Kutipan Halaman

"Serabi Likuran", Tradisi Warga Pemalang di Penghujung Ramadhan

"Serabi Likuran", Tradisi Warga Pemalang di Penghujung Ramadhan

Suasana pasar "Serabi Likuran" di Desa Penggarit, Taman, Pemalang, Jawa Tengah. | Foto: Junaedi.

PEMALANG - Warga Desa Penggarit, Kecamatan Taman, Pemalang, Jawa Tengah, memiliki kebiasaan sendiri ketika memasuki 10 hari terakhir bulan Ramadhan.

Tradisi ini dinamai "Serabi Likuran". Di masa lalu, melalui Serabi Likuran, penduduk membuat kue serabi kemudian membagi-bagikannya kepada warga yang lain.

Imam Wibowo, Kepala Desa Penggarit mengatakan, tradisi Serabi Likuran sebenarnya sudah ada sejak puluhan tahun silam. Karena perkembangan jaman, kebiasaan itu perlahan mulai dilupakan.

"Kemudian kami berinisiatif untuk menghidupkan kembali, namun dengan konsep agak berbeda. Kami bikin semacam pasar kue serabi. Tujuannya, tradisi dapat terjaga, tapi perekonomian warga juga ikut berjalan", terang Imam Wibowo, kemarin.

Proses transaksi di pasar Serabi Likuran tergolong unik. Untuk mendapatkan kue serabi, pembeli harus menggunakan "uang klithik".

Soal Latihan
#1 Rangkumlah kutipan halaman tentang Serabi Likuran dalam dua kalimat.
#2 Berdasarkan kutipan halaman, apa tujuan Serabi Likuran dihidupkan kembali dalam bentuk pasar kue serabi? Jawablah dalam satu atau dua kalimat.

Daftar Item
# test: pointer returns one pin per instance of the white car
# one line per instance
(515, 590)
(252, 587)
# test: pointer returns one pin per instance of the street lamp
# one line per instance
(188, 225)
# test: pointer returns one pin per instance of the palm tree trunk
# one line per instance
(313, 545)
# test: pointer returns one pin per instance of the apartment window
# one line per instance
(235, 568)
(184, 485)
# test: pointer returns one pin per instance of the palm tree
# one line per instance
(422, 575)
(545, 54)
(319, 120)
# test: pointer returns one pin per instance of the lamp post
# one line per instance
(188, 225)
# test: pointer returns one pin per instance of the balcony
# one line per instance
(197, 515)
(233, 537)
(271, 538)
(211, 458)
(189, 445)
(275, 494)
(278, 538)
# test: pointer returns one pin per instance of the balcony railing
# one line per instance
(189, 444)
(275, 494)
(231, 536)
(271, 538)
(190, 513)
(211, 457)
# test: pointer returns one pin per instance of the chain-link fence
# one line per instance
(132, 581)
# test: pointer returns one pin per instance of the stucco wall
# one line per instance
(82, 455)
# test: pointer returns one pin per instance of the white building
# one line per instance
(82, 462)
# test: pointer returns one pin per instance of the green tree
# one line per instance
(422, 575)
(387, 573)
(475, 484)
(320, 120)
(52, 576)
---
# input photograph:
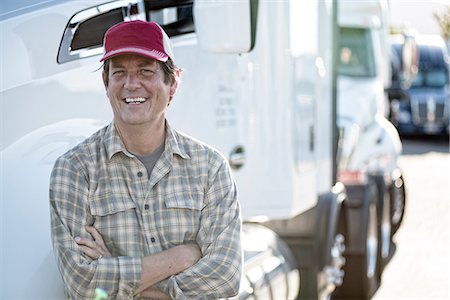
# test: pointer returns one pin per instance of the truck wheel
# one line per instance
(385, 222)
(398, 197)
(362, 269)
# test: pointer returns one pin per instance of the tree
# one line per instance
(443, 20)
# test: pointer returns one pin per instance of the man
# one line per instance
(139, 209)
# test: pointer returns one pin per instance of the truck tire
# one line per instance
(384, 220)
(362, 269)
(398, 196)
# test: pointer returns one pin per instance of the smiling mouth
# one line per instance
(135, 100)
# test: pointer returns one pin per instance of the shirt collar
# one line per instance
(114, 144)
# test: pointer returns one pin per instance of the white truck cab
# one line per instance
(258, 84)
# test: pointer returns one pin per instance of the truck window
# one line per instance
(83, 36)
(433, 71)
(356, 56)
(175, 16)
---
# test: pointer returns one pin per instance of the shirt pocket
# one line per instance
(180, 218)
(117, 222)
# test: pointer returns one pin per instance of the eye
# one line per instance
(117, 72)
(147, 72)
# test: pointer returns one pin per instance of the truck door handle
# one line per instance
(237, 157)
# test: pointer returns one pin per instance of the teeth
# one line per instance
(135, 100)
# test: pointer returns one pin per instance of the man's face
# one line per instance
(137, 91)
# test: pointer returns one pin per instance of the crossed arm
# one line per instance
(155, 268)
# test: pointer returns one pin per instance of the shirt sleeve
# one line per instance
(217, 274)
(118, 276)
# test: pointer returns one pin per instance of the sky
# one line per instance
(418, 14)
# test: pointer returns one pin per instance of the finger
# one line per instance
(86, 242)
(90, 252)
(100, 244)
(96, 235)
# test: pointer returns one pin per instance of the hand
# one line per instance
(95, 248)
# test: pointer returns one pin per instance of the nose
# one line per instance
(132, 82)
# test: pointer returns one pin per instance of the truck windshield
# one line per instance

Kunci Jawaban
#1 Warga Desa Penggarit, Kecamatan Taman, Pemalang, Jawa Tengah, memiliki tradisi "Serabi Likuran" pada 10 hari terakhir Ramadhan. Dahulu warga membuat kue serabi lalu membagikannya kepada warga lain, dan karena tradisi itu mulai dilupakan, desa menghidupkannya kembali sebagai pasar kue serabi yang pembelinya harus memakai "uang klithik".

#2 Bentuk pasar dipilih agar tradisi tetap terjaga dan perekonomian warga juga ikut berjalan. Tradisi itu dihidupkan kembali karena perlahan mulai dilupakan akibat perkembangan zaman.